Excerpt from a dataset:
** Start **

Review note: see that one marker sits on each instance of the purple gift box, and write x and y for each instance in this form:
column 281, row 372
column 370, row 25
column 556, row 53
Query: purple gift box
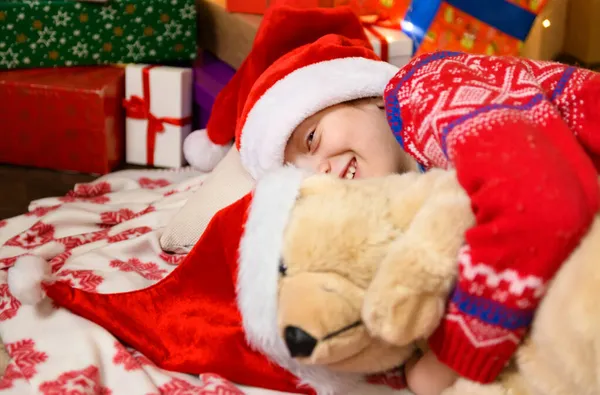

** End **

What the task asks - Can you give the lines of these records as a numbered list, with blank lines skipped and the pictures left out?

Exercise solution -
1. Review note: see that one marker sits on each instance of the purple gift box, and write x and y for each instance in this form:
2. column 281, row 372
3. column 370, row 25
4. column 556, row 53
5. Query: purple gift box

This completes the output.